» Exercise description: Rewrite the lines below as a numbered list, leaving out any blank lines.

______

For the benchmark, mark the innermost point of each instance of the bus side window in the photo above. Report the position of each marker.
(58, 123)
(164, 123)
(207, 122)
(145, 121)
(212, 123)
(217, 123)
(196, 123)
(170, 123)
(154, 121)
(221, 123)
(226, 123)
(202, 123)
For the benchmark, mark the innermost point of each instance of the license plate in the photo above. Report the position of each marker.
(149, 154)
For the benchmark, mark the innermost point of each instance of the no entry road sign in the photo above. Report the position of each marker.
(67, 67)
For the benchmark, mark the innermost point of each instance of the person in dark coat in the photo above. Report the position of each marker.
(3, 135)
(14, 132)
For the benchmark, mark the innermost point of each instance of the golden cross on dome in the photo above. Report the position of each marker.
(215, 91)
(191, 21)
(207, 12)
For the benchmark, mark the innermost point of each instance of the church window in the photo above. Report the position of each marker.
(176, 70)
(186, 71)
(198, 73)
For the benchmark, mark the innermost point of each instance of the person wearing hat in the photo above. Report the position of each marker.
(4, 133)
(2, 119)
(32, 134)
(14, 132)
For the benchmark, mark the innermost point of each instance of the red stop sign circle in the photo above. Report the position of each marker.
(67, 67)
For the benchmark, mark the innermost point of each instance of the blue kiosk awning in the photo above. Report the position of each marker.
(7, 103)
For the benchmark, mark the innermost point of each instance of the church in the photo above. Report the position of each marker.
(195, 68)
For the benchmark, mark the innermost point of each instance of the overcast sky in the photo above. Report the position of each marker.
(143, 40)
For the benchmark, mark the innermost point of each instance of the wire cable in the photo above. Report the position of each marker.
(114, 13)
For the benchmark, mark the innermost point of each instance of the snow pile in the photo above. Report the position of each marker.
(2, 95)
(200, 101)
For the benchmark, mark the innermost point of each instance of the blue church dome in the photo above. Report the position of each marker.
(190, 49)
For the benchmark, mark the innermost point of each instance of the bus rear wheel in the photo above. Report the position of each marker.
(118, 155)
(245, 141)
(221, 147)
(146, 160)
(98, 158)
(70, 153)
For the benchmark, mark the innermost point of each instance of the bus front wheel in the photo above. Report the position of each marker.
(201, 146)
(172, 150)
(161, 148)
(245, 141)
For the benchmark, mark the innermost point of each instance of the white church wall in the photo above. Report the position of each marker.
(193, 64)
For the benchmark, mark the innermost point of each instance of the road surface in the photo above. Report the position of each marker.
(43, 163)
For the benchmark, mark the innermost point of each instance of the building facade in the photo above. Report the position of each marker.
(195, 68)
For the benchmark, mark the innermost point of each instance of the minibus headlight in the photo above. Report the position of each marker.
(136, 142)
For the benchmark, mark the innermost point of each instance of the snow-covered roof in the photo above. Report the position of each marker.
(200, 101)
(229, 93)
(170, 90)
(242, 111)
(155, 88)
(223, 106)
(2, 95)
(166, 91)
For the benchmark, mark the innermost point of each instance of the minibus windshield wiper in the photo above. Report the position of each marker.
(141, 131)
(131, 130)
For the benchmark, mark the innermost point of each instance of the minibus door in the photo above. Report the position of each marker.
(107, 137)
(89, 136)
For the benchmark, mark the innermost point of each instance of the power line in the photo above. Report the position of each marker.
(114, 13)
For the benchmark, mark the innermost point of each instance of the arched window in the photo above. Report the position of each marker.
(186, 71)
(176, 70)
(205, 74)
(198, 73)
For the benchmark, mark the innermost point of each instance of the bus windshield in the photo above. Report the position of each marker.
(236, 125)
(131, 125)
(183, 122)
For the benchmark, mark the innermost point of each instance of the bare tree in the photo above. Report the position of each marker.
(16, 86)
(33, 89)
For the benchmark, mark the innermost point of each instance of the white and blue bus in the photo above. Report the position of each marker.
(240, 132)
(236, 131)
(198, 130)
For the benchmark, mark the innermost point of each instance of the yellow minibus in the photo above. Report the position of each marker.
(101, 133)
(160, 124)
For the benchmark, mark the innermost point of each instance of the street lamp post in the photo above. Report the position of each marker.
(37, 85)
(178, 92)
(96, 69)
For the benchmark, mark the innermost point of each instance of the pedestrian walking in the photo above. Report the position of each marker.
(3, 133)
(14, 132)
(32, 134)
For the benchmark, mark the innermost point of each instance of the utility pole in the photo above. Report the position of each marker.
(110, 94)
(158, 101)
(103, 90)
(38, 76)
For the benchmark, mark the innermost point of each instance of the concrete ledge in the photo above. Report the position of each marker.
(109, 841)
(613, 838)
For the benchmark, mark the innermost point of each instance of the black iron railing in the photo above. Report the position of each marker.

______

» Task answer:
1. For the benchmark, mark the innermost point of each instance of the bus side window in the photo above. Report the position of each marker.
2. (58, 123)
3. (164, 123)
4. (207, 122)
5. (145, 121)
6. (212, 123)
7. (217, 123)
8. (196, 123)
9. (170, 123)
10. (154, 121)
11. (221, 123)
12. (226, 123)
13. (202, 123)
14. For the benchmark, mark the innermost point of each instance of the license plate in the photo above. Report the position of each marker.
15. (149, 154)
16. For the benchmark, mark the innermost point of each instance of the no entry road sign in the photo above. Report the position of each marker.
17. (67, 67)
18. For the benchmark, mark the innermost point of each instance of the person in dark coat in the photo above. Report the position of each marker.
19. (3, 135)
20. (14, 132)
21. For the benchmark, mark the innermost point of each instance of the golden cross on dome in the photo above. Report the position of each marker.
22. (215, 91)
23. (191, 21)
24. (207, 12)
25. For the benchmark, mark the innermost point of each instance of the church window in the photo above. Report the position of each marker.
26. (176, 70)
27. (186, 71)
28. (198, 73)
29. For the benchmark, mark the innermost point of each instance of the person wearing hat in the photo above. Report the position of each marker.
30. (4, 133)
31. (2, 119)
32. (32, 134)
33. (14, 132)
34. For the benchmark, mark the innermost point of each instance of the red stop sign circle in the photo above. Report the position of each marker.
35. (67, 67)
36. For the benchmark, mark the innermost point of each instance of the blue kiosk awning in the photo above. Report the position of each marker.
37. (7, 103)
38. For the benchmark, mark the innermost point of each instance of the church in the photo above. Report the position of each marker.
39. (195, 68)
40. For the benchmark, mark the innermost point of each instance of the overcast sky in the photo above. Report the position of each marker.
41. (143, 40)
42. For the benchmark, mark the innermost point of each instance of the wire cable in the photo above. Report the position of each marker.
43. (114, 13)
44. For the benchmark, mark the innermost point of each instance of the snow pile in the photo above. Report the position of each marker.
45. (2, 95)
46. (200, 101)
47. For the benchmark, mark the innermost point of each instance of the blue church dome in the photo above. Report the position of each marker.
48. (190, 49)
49. For the benchmark, mark the innermost point of each instance of the bus rear wheel in the photo above. Report the position of each marker.
50. (118, 155)
51. (245, 141)
52. (221, 147)
53. (146, 160)
54. (98, 158)
55. (70, 153)
56. For the benchmark, mark the innermost point of each instance of the bus front wheel in the photo above. Report the position of each marker.
57. (201, 146)
58. (172, 150)
59. (161, 148)
60. (245, 141)
61. For the benchmark, mark the innermost point of each instance of the white church wall in the photo above. Report the position of each marker.
62. (193, 64)
63. For the benchmark, mark the innermost point of each instance of the road surface in the photo above. Report the position of each marker.
64. (43, 163)
65. For the benchmark, mark the innermost point of each instance of the building facade in the photo above. Report the position of each marker.
66. (195, 68)
67. For the benchmark, mark the innermost point of each instance of the minibus headlight in the photo above. Report the position of each marker.
68. (136, 142)
69. For the benchmark, mark the innermost point of each instance of the snow-covered roof in the photo above. Report the position of each marker.
70. (200, 101)
71. (229, 93)
72. (170, 90)
73. (242, 111)
74. (155, 88)
75. (223, 106)
76. (2, 95)
77. (166, 91)
78. For the benchmark, mark the innermost point of each instance of the minibus windshield wiper in the photo above. Report the position of each marker.
79. (141, 131)
80. (131, 130)
81. For the benchmark, mark the innermost point of each instance of the minibus door in the photo above. Report the position of each marker.
82. (107, 137)
83. (89, 136)
84. For the benchmark, mark the innermost point of each instance of the power line in the photo above. Report the position of each marker.
85. (114, 13)
86. For the benchmark, mark the innermost point of each instance of the arched window in the photo above. Report the position of each marker.
87. (186, 71)
88. (176, 70)
89. (205, 74)
90. (198, 73)
91. For the benchmark, mark the innermost point of each instance of the bus windshield in the photo above. Report the position of each marker.
92. (236, 125)
93. (131, 125)
94. (183, 122)
95. For the benchmark, mark the innermost point of each instance of the bare tree in the photo above. Report the position of each marker.
96. (16, 86)
97. (33, 89)
98. For the benchmark, mark the innermost point of each instance of the white and blue bus in the photo above. Report the position of each marker.
99. (240, 132)
100. (236, 131)
101. (198, 130)
102. For the benchmark, mark the innermost point of each instance of the yellow minibus in the photo above. Report the position of each marker.
103. (101, 133)
104. (160, 124)
105. For the benchmark, mark the innermost point of each instance of the street lamp post in the photo above. Report the position of each marker.
106. (37, 85)
107. (178, 92)
108. (96, 69)
109. For the benchmark, mark the innermost point of each instance of the pedestrian walking in the photo above. Report the position of each marker.
110. (3, 133)
111. (14, 132)
112. (32, 134)
113. For the benchmark, mark the innermost point of each instance of the utility pole in the photo above. Report the position of each marker.
114. (110, 94)
115. (158, 101)
116. (103, 90)
117. (38, 76)
118. For the benchmark, mark the innermost point of each instance of the concrete ledge in the photo above. Report the position of each marker.
119. (109, 841)
120. (613, 838)
121. For the benchmark, mark the innermost point of each instance of the black iron railing in the photo above. Report the position of each marker.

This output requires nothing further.